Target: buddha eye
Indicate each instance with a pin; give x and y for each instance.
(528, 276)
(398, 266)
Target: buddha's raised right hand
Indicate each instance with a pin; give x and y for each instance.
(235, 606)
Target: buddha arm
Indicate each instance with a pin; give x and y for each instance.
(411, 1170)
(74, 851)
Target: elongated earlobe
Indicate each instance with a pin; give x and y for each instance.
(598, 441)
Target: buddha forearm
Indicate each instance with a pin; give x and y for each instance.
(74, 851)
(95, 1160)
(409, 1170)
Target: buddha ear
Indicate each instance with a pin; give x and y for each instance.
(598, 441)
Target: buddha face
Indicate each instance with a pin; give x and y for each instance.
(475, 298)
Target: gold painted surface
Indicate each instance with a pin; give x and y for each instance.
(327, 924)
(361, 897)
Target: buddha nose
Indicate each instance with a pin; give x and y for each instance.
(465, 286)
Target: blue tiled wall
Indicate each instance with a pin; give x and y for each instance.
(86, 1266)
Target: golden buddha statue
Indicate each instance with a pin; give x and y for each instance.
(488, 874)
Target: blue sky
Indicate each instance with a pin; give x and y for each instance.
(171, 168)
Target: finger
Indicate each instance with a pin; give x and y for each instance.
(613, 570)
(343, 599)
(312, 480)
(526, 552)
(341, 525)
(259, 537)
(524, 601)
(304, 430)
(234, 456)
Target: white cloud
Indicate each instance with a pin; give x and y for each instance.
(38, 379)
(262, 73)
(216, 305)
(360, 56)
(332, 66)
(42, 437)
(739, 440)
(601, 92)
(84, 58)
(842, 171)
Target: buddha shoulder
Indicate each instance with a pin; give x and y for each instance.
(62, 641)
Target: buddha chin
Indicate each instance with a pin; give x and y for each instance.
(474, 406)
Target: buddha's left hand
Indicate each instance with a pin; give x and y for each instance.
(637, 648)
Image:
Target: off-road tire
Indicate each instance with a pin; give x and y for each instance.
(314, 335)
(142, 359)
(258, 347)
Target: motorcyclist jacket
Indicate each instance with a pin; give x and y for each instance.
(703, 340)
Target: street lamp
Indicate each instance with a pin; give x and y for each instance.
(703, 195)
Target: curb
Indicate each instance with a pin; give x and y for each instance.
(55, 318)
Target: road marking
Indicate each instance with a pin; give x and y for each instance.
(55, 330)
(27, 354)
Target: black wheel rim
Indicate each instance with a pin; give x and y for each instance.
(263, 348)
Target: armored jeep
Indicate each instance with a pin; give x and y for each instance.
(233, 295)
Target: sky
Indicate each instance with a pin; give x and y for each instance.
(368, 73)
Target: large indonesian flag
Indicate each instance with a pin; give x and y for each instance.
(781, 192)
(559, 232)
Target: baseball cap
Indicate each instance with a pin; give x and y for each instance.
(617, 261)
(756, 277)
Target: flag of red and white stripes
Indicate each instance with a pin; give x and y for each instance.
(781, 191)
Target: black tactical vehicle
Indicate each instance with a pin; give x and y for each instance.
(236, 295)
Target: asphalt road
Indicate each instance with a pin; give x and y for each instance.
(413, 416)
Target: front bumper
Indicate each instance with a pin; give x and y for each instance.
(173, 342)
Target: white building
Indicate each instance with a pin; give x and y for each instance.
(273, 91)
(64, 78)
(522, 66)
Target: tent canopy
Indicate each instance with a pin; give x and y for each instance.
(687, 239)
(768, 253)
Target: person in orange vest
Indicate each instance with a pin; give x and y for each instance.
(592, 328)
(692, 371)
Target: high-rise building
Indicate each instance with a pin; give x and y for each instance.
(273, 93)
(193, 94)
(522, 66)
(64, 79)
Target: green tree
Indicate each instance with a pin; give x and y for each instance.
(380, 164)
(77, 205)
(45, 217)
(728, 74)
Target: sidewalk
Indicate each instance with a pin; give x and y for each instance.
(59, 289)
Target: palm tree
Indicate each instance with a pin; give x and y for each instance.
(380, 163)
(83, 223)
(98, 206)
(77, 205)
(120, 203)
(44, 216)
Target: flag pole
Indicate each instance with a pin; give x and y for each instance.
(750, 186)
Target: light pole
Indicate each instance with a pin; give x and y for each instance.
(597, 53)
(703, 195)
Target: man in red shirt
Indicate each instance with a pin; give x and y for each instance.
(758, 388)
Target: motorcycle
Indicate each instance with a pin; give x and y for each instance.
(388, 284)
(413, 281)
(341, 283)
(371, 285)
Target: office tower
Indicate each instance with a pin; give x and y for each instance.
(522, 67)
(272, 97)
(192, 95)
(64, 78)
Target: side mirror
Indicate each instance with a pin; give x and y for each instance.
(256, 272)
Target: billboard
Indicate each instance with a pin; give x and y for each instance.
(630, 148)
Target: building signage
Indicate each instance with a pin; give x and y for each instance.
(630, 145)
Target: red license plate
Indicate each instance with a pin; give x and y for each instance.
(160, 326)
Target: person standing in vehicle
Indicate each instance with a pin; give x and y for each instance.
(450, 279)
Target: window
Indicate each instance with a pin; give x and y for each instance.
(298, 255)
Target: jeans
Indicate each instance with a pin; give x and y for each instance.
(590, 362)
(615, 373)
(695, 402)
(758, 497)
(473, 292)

-----

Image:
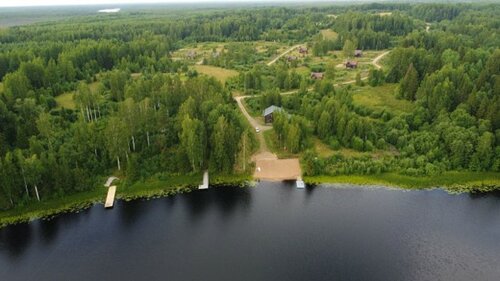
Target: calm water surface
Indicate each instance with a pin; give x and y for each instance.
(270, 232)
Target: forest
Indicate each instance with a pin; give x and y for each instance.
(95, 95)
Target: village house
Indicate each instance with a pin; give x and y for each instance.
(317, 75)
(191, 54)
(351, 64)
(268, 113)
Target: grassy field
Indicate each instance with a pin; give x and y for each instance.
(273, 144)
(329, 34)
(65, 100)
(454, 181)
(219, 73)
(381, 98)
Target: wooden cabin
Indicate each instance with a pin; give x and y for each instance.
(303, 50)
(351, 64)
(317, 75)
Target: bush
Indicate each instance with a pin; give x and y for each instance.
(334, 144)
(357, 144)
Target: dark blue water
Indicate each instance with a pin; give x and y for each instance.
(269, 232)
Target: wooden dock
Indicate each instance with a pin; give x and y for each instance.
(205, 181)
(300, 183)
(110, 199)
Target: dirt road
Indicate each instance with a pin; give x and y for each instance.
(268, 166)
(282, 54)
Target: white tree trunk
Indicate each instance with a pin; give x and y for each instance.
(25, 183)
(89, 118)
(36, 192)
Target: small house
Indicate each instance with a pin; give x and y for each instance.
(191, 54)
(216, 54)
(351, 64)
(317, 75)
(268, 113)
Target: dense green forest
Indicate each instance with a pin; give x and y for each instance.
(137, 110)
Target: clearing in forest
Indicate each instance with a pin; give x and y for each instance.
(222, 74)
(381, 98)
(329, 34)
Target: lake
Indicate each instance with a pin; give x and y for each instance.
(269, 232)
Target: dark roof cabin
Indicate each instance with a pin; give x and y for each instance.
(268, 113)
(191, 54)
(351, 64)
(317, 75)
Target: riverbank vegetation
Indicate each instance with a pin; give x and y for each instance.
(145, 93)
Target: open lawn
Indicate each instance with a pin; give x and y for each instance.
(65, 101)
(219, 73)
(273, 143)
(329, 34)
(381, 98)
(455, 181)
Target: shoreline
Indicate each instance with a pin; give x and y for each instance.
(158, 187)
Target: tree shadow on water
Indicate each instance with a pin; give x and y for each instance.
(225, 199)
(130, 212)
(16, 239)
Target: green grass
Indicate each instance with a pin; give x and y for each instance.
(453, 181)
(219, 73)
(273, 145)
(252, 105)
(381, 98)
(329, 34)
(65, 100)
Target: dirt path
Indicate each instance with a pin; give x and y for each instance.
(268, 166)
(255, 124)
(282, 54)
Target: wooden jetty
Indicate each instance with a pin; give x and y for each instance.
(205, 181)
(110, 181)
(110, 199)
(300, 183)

-----

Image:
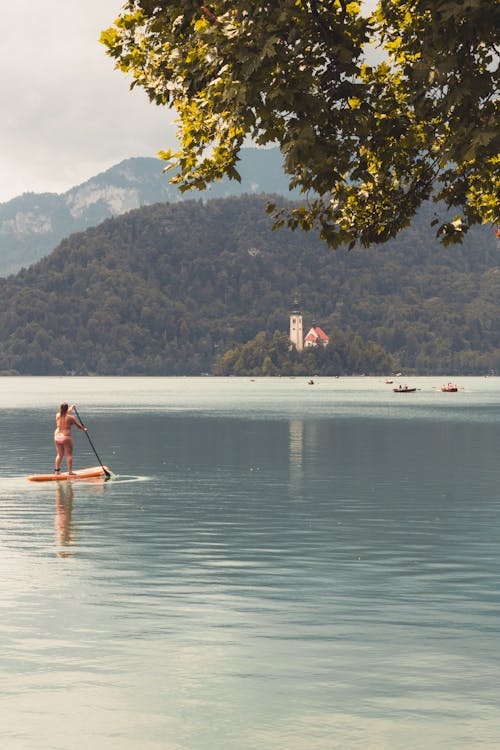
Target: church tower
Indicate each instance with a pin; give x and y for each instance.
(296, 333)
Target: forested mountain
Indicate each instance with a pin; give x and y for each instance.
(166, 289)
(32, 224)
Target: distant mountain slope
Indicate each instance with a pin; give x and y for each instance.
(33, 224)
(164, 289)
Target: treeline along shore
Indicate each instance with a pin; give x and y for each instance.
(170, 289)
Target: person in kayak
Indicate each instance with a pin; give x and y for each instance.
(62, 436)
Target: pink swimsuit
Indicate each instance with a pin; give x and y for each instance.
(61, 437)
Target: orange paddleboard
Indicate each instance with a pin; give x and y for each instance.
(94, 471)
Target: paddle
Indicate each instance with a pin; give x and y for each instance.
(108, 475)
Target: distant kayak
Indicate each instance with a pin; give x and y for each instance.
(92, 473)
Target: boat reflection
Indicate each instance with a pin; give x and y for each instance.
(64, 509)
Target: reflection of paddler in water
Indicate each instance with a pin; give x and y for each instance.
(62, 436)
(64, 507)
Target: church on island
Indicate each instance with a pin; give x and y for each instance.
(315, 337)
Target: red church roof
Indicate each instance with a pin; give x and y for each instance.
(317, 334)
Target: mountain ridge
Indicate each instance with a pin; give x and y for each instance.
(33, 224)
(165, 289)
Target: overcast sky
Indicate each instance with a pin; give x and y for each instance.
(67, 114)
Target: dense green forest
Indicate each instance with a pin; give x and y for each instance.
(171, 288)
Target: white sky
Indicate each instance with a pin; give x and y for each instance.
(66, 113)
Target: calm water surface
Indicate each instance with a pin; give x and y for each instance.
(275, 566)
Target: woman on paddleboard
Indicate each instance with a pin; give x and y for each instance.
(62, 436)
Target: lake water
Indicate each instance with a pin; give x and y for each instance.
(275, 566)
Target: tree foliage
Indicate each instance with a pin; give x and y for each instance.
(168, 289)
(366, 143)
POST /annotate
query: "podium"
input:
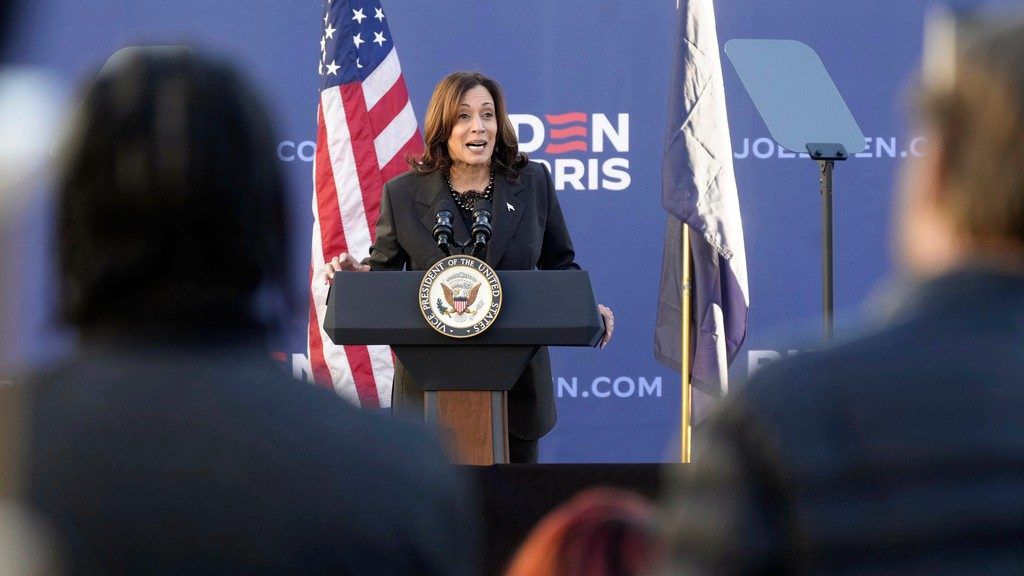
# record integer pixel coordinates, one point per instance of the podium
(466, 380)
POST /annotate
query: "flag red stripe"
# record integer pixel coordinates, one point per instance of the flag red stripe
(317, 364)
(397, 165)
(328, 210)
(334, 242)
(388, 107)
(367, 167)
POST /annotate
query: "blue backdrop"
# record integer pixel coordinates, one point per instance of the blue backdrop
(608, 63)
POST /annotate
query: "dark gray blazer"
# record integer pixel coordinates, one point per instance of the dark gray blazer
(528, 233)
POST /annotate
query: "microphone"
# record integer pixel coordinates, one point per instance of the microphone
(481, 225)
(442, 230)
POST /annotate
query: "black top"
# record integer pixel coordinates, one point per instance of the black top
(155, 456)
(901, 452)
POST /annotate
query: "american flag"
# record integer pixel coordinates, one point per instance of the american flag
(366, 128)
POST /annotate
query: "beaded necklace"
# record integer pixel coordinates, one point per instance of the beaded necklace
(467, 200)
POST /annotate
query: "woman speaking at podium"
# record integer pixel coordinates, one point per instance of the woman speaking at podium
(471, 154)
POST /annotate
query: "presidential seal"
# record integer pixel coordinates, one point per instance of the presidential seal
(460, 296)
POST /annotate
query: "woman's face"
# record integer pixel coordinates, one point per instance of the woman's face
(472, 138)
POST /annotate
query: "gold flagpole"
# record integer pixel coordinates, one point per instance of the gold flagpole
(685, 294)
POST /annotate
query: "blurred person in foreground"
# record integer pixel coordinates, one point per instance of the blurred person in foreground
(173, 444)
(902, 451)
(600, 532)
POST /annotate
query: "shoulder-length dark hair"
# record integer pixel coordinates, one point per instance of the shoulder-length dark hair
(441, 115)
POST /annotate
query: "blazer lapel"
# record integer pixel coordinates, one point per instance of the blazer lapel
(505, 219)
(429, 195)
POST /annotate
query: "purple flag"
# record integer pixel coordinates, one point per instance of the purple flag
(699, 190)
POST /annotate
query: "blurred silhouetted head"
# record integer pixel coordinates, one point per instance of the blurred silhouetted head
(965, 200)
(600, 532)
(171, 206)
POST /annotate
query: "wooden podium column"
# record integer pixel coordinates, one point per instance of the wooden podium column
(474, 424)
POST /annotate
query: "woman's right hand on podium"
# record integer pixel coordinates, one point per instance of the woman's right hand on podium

-----

#### [Task to complete]
Filter the listing so that only lines holding the word "church" remain, and copy those lines.

#### [Task response]
Target: church tower
Target: church on island
Target: red church roof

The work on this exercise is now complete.